Pictures should be excluded; otherwise, copy every entry exactly.

+--

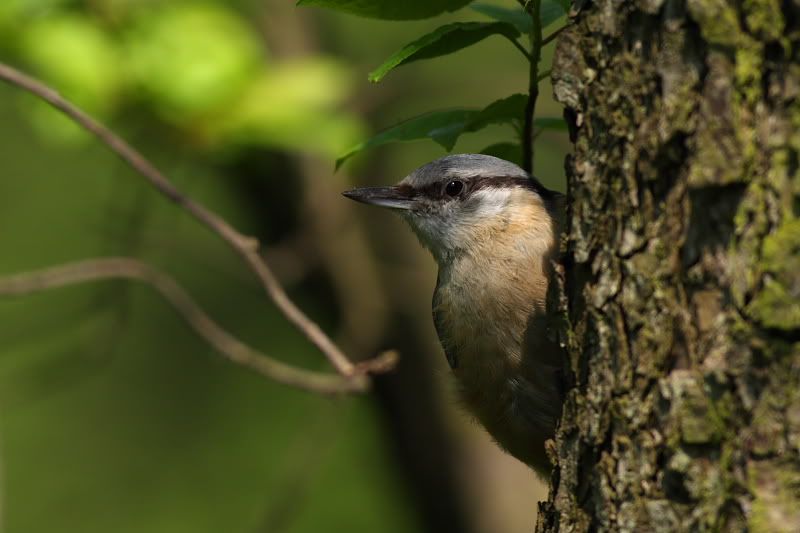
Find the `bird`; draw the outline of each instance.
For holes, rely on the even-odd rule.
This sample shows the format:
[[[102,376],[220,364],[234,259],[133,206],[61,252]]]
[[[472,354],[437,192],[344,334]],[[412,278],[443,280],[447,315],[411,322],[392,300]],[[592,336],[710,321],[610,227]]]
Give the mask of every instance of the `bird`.
[[[439,272],[433,322],[461,403],[542,477],[564,401],[562,346],[549,331],[564,196],[514,163],[455,154],[352,200],[398,212]]]

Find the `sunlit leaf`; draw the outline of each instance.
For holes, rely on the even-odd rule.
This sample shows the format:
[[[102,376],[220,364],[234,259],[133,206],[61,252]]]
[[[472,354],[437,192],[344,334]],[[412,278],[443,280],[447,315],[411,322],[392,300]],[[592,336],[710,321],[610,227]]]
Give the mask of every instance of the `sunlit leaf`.
[[[455,11],[470,0],[298,0],[298,6],[326,7],[361,17],[386,20],[430,18],[445,11]]]
[[[172,121],[228,105],[263,68],[259,38],[221,4],[169,5],[126,37],[144,95]]]
[[[522,166],[522,146],[517,143],[495,143],[481,150],[482,154],[493,155]]]
[[[30,24],[19,47],[36,74],[94,112],[113,107],[125,62],[111,36],[89,18],[58,15]]]
[[[76,14],[34,19],[21,32],[17,50],[36,76],[92,114],[107,116],[118,105],[127,82],[126,63],[111,35],[93,19]],[[50,106],[21,101],[44,138],[76,145],[90,139]]]
[[[71,0],[0,1],[0,43],[13,43],[14,38],[24,34],[31,23],[63,14],[63,8],[70,9],[71,3]]]
[[[380,81],[386,74],[400,65],[420,59],[430,59],[451,54],[466,48],[491,35],[503,35],[509,39],[519,36],[519,31],[507,22],[455,22],[441,26],[395,52],[369,74],[369,80]]]
[[[334,157],[364,136],[358,118],[340,110],[351,79],[330,59],[273,64],[201,124],[209,143],[221,149],[256,145]]]
[[[349,152],[336,160],[336,168],[339,168],[342,163],[362,150],[375,148],[376,146],[392,142],[415,141],[427,138],[442,144],[440,142],[442,135],[449,139],[452,129],[455,128],[460,131],[467,121],[475,114],[476,111],[469,109],[453,109],[448,111],[433,111],[406,120],[353,147]],[[444,144],[442,144],[442,146],[447,148]]]
[[[530,33],[531,31],[531,17],[521,7],[509,8],[480,2],[469,7],[491,19],[513,24],[520,33]]]

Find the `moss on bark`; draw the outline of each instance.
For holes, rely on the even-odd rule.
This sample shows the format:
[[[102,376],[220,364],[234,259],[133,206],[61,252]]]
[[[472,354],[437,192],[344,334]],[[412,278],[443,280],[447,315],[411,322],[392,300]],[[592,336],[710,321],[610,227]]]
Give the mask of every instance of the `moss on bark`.
[[[553,79],[574,387],[537,530],[800,531],[800,4],[596,0]]]

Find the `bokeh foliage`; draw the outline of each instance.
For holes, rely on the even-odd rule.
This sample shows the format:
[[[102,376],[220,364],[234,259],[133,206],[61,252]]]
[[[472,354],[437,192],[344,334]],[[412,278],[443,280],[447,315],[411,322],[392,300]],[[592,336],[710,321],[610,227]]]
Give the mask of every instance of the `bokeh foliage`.
[[[4,60],[261,233],[242,184],[214,161],[253,146],[332,158],[364,127],[342,107],[348,67],[271,58],[245,7],[14,0],[0,5],[0,39]],[[9,87],[0,94],[0,271],[137,255],[178,275],[243,338],[325,367],[217,239],[60,115]],[[332,326],[313,289],[298,290]],[[417,527],[368,399],[332,402],[232,367],[146,287],[0,301],[0,324],[3,531]]]
[[[11,0],[0,7],[0,42],[91,113],[144,108],[220,151],[254,143],[333,156],[363,135],[342,109],[350,76],[341,61],[271,58],[246,12],[226,2],[87,5]],[[80,136],[37,109],[42,130]]]
[[[319,49],[329,52],[279,54],[260,24],[269,2],[4,0],[0,54],[114,127],[193,198],[280,246],[308,223],[296,204],[314,186],[286,158],[316,157],[343,186],[350,178],[333,175],[334,160],[368,131],[446,107],[433,113],[459,120],[442,123],[441,135],[423,128],[390,140],[438,137],[446,149],[486,147],[509,159],[519,152],[508,125],[519,128],[521,100],[508,95],[525,88],[524,58],[502,39],[434,67],[404,67],[380,86],[367,82],[415,35],[505,15],[477,6],[447,14],[463,1],[392,4],[399,11],[389,18],[445,14],[387,26],[304,9],[320,18]],[[506,14],[518,11],[506,4]],[[462,73],[471,79],[475,64],[497,68],[480,76],[496,83],[452,85]],[[370,107],[366,94],[393,96]],[[242,338],[326,367],[225,246],[88,135],[6,86],[0,117],[0,274],[135,255],[175,274]],[[561,141],[543,139],[551,150],[537,165],[558,186]],[[443,153],[433,143],[403,150],[361,154],[352,168],[374,157],[392,176],[381,179],[393,180]],[[280,164],[252,166],[253,152]],[[336,331],[340,302],[328,273],[310,268],[291,294]],[[105,283],[0,300],[3,531],[417,531],[385,439],[370,398],[317,398],[232,367],[146,287]]]
[[[75,157],[30,134],[3,138],[14,154],[0,184],[4,273],[135,254],[176,273],[243,338],[325,366],[224,246],[104,150]],[[173,170],[193,196],[253,227],[247,202],[218,173]],[[330,326],[309,291],[293,295]],[[4,531],[415,527],[367,398],[332,402],[231,366],[148,288],[4,300],[0,323]]]

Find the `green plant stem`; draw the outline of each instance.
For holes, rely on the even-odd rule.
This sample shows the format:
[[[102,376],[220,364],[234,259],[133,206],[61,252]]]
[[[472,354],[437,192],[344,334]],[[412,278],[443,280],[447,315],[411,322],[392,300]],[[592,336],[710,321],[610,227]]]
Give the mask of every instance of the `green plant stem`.
[[[540,72],[539,76],[537,76],[537,78],[536,78],[536,81],[546,80],[547,78],[550,77],[550,74],[552,74],[552,73],[553,73],[553,71],[551,69],[547,69],[544,72]]]
[[[522,127],[522,167],[533,175],[533,117],[539,97],[539,61],[542,58],[541,0],[519,0],[533,21],[531,31],[530,72],[528,76],[528,103]]]
[[[527,59],[528,61],[530,61],[530,60],[531,60],[531,55],[528,53],[528,51],[527,51],[527,50],[525,50],[525,47],[524,47],[524,46],[522,46],[521,44],[519,44],[519,42],[517,42],[517,40],[516,40],[516,39],[512,39],[511,37],[509,37],[509,38],[508,38],[508,40],[509,40],[509,41],[511,41],[511,44],[513,44],[513,45],[514,45],[514,47],[515,47],[517,50],[519,50],[520,52],[522,52],[522,55],[524,55],[524,56],[525,56],[525,59]]]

+--

■ Reply to the exercise
Find the `bird`; draw the outline of each instance.
For holes, rely on the even-odd rule.
This sample shows the format:
[[[102,376],[220,364],[234,259],[133,206],[61,252]]]
[[[472,354],[437,192],[344,334]],[[412,278],[443,280],[447,315],[411,322],[392,300]],[[592,336],[710,321],[610,227]]]
Give the mask of every instance of the `bird`.
[[[439,272],[433,322],[461,403],[542,477],[564,401],[562,346],[549,331],[564,196],[514,163],[455,154],[352,200],[398,212]]]

Find the `sunlit leaf`; draw the outline of each instance.
For holes, rely on the even-odd rule.
This sample shows the format:
[[[102,376],[220,364],[234,259],[133,206],[61,252]]]
[[[472,354],[437,192],[344,334]],[[412,278],[443,280],[447,315],[411,322],[392,300]],[[592,336],[710,321],[610,227]]]
Give the mask of every instance of the `sunlit leaf`.
[[[455,11],[470,0],[298,0],[298,6],[326,7],[361,17],[386,20],[430,18],[445,11]]]
[[[172,121],[228,105],[263,68],[259,38],[221,4],[169,5],[126,37],[144,95]]]
[[[522,166],[522,146],[517,143],[495,143],[481,150],[482,154],[493,155]]]
[[[30,24],[19,47],[36,74],[94,112],[113,107],[125,62],[111,36],[89,18],[58,15]]]
[[[76,14],[34,19],[21,32],[17,50],[36,76],[92,114],[107,116],[118,105],[127,82],[126,63],[111,35],[93,19]],[[50,106],[21,101],[44,138],[76,145],[90,139]]]
[[[71,0],[0,1],[0,43],[13,43],[14,38],[24,34],[31,23],[63,14],[63,8],[70,9],[71,3]]]
[[[380,81],[386,74],[400,65],[420,59],[430,59],[451,54],[466,48],[491,35],[503,35],[509,39],[519,36],[519,31],[507,22],[455,22],[441,26],[395,52],[369,74],[369,80]]]
[[[334,157],[364,136],[358,118],[340,110],[351,79],[330,59],[273,64],[201,124],[209,143],[221,149],[256,145]]]
[[[349,152],[336,160],[336,168],[339,168],[342,163],[362,150],[375,148],[376,146],[392,142],[415,141],[427,138],[442,144],[440,142],[442,135],[449,139],[452,129],[455,128],[460,131],[467,121],[475,114],[476,111],[469,109],[453,109],[448,111],[433,111],[406,120],[353,147]],[[444,144],[442,144],[442,146],[447,148]]]
[[[530,33],[531,31],[531,17],[521,7],[509,8],[480,2],[469,7],[491,19],[513,24],[520,33]]]

Find the `moss on bark`; draw the outline of each instance.
For holes, rely on the even-odd rule.
This sample shows the format:
[[[102,376],[220,364],[234,259],[133,206],[61,252]]]
[[[472,354],[437,192],[344,334]],[[412,278],[443,280],[447,315],[411,322],[392,300]],[[592,336],[710,321],[610,227]]]
Give the mask of every instance of the `moss on bark`.
[[[553,79],[574,387],[537,530],[800,531],[800,4],[596,0]]]

Find the `bokeh foliage`; draw the outline of each instance.
For holes, rely on the even-odd rule.
This sample shows the format:
[[[102,376],[220,364],[234,259],[133,206],[61,252]]]
[[[472,354],[437,192],[344,334]],[[412,278],[443,280],[447,315],[411,322],[392,300]],[[592,336],[710,321],[610,227]]]
Give the mask of every instance of the `bokeh foliage`.
[[[4,60],[261,233],[242,184],[214,161],[253,146],[332,158],[364,127],[342,107],[348,67],[271,58],[245,7],[14,0],[0,5],[0,39]],[[9,87],[0,94],[0,271],[137,255],[178,275],[243,338],[325,367],[217,239],[60,115]],[[332,326],[313,289],[298,290]],[[417,527],[368,399],[332,402],[232,367],[146,287],[0,301],[0,324],[3,531]]]
[[[11,0],[0,7],[0,42],[91,113],[144,108],[220,151],[254,143],[333,156],[363,135],[342,109],[350,76],[341,61],[271,58],[246,12],[226,2],[87,5]],[[80,136],[37,109],[42,130]]]
[[[319,49],[329,52],[279,54],[260,24],[269,2],[4,0],[0,54],[114,127],[193,198],[280,246],[308,223],[296,204],[314,186],[286,158],[316,157],[343,186],[350,178],[333,175],[334,160],[368,131],[446,107],[433,113],[459,120],[442,123],[441,135],[423,128],[390,140],[438,137],[446,149],[486,147],[509,159],[519,152],[508,125],[519,128],[521,100],[508,95],[525,88],[524,58],[502,39],[434,67],[404,67],[380,86],[367,82],[415,35],[505,15],[477,6],[447,14],[463,1],[392,4],[399,11],[389,18],[445,14],[387,26],[304,9],[320,18]],[[506,14],[518,11],[506,4]],[[462,73],[471,79],[475,64],[497,68],[480,76],[496,83],[452,85]],[[370,107],[366,94],[393,96]],[[242,338],[326,367],[225,246],[88,135],[6,86],[0,117],[0,274],[135,255],[175,274]],[[561,141],[543,139],[551,150],[537,165],[558,186]],[[443,153],[433,143],[403,150],[361,154],[352,168],[374,157],[392,176],[381,179],[393,180]],[[280,164],[252,166],[253,152]],[[336,331],[340,302],[328,273],[310,268],[291,294]],[[105,283],[0,300],[3,531],[417,531],[385,439],[370,398],[317,398],[232,367],[146,287]]]
[[[75,157],[30,134],[3,138],[14,154],[0,184],[4,273],[135,254],[176,273],[243,338],[325,366],[224,246],[104,150]],[[173,170],[193,196],[253,227],[247,202],[218,173]],[[330,326],[309,291],[293,295]],[[4,531],[415,527],[367,398],[332,402],[231,366],[148,288],[4,300],[0,323]]]

Find the `green plant stem`; draw the outline of each instance.
For holes, rely on the even-odd rule.
This sample shows the format:
[[[102,376],[220,364],[234,259],[133,206],[61,252]]]
[[[472,354],[437,192],[344,334]],[[412,278],[443,280],[447,315],[411,322],[392,300]],[[592,336],[710,321],[610,227]]]
Give the mask of every instance of the `green plant stem`.
[[[540,72],[539,76],[537,76],[537,78],[536,78],[536,81],[546,80],[547,78],[550,77],[550,74],[552,74],[552,73],[553,73],[553,71],[551,69],[547,69],[544,72]]]
[[[522,127],[522,167],[533,175],[533,117],[539,97],[539,61],[542,58],[541,0],[519,0],[533,21],[531,31],[530,72],[528,76],[528,103]]]
[[[527,59],[528,61],[530,61],[530,60],[531,60],[531,55],[528,53],[528,51],[527,51],[527,50],[525,50],[525,47],[524,47],[524,46],[522,46],[521,44],[519,44],[519,42],[517,42],[517,40],[516,40],[516,39],[512,39],[511,37],[509,37],[509,38],[508,38],[508,40],[509,40],[509,41],[511,41],[511,44],[513,44],[513,45],[514,45],[514,47],[515,47],[517,50],[519,50],[520,52],[522,52],[522,55],[524,55],[524,56],[525,56],[525,59]]]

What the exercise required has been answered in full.